- _Фрагмент текста_
Глава 19. Удивительные лучи
Арган: Почему же вы не допускаете, братец, чтобы один человек мог вылечить другого?
Беральд: По той причине, братец, что пружины нашего механизма – это тайна, в которой до сих люди никак не могут разобраться: природа опустила перед нашими глазами слишком плотные завесы, чтобы можно было через них что-либо разглядеть.
Мольер. Мнимый больной.
XIX век, пожалуй, заслуживает особого разговора. Это было время прорыва не только в медицине. Что касается медицинской науки вообще и в частности диагностики, то есть методики распознавания болезней, – то именно в XIX веке медицинская наука предоставила стартовые площадки для новых, уже прямо-таки дерзновенных открытий.
Врачу, практиковавшему в конце XIX века, впору было искренно посочувствовать своему коллеге, которому выпало лечить пациентов всего лишь за полстолетия до того момента, и удивляться столь разительным переменам.
В самом начале XIX века медицинская наука во многих отношениях оставалась еще в тисках инерции и порою пасовала в таких безвыходных для нее ситуациях, которые запросто решались рядовыми врачами в конце указанного срока, естественно, после многих совершившихся открытий и прозрений, о которых мы немало говорили и будем еще говорить немало.

- _Исходные данные_
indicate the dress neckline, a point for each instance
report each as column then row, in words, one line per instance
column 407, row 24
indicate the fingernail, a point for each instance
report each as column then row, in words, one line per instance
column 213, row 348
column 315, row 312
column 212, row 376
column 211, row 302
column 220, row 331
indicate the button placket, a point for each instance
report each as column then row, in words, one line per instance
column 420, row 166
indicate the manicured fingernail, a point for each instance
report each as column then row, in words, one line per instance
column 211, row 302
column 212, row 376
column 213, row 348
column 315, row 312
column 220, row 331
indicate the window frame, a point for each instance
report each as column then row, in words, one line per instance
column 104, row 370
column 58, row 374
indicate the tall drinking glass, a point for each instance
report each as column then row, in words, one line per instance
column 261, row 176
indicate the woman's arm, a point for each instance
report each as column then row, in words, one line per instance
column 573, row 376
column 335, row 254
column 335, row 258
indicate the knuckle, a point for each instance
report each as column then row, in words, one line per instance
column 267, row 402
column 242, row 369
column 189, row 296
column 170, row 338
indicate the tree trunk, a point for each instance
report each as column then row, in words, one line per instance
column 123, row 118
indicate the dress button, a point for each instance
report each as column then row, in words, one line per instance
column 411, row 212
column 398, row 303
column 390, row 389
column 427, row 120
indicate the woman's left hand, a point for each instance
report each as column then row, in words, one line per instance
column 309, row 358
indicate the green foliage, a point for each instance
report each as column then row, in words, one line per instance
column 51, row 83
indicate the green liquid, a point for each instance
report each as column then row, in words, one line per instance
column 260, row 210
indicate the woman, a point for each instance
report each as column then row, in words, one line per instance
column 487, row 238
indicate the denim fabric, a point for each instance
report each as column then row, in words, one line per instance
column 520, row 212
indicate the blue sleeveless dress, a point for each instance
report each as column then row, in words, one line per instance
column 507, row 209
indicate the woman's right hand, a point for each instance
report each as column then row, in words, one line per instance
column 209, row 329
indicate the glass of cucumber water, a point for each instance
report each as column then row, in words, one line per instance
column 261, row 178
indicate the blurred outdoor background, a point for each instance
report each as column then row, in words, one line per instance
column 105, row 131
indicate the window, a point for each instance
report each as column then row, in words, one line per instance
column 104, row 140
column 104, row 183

- _Задания_
(a) Перескажите короче абзац фрагмента, который начинается словами «XIX век, пожалуй, заслуживает». Главные факты сохраните.
(b) Продолжите фрагмент о медицине XIX века после его последнего предложения.

- _Ответы по порядку_
(a) XIX век стал временем прорыва, в том числе в медицине. Именно тогда медицинская наука, особенно диагностика (методика распознавания болезней), подготовила почву для новых смелых открытий.

(b)
Врачи конца XIX века с уверенностью утверждали, что они не допустили бы тех потерь, которые человечество понесло по причине своего незнания. К примеру, одной из таких очевидных ошибок было неправильное лечение сраженного на дуэли Александра Сергеевича Пушкина. Да мало ли что припоминается нам, даже на современном уровне развития медицинской науки…
* * *
Одно из таких замечательных открытий, способствовавших настоящей революции в медицине, было приурочено к самому концу XIX века.
Это было время, когда врачи уже овладели тайной обезболивания, узнали причины возникновения многих инфекционных болезней, со всей тщательностью изученных Луи Пастером, Робертом Кохом и другими яркими подвижниками науки, уже освоившими приемы асептики и антисептики. Они, наконец – то, заставили себя облачиться в белые халаты, а головы свои покрыть столь же белоснежными колпаками, привыкли мыть руки, по крайней мере, перед предстоящей им операцией, начали кипятить инструменты и обрабатывать их специальными обеззараживающими веществами.
Да и сами операции их обрели какую – то необыкновенную осмысленность, сложность, смелость, дотоле невиданные.
По большому счету, для широкой публики все началось уже сразу после наступления 1896 года, хотя само это событие, о котором пойдет у нас речь, вызревало еще в недрах прошедшего, 1895 года. Оно свалилось на людские головы подобно выпавшему внезапно свежему снегу.
Сенсационные новости появились в первых январских номерах основных европейских газет. Полусонные горожане, пребывавшие еще под воздействием затянувшихся зимних праздников, новогодних сверкающих елок и замысловатых праздничных тостов, не очень-то и поверили прочитанному или даже услышанному в пересказах, хотя и не были готовы чему – то еще удивляться. Однако медицинская общественность сразу же насторожила уши. Сообщение это, правду сказать, не касалось напрямую медицины, а только, скорее, физики или еще какой-то отвлеченной науки.
В газетах сообщалось об открытии неких невидимых лучей.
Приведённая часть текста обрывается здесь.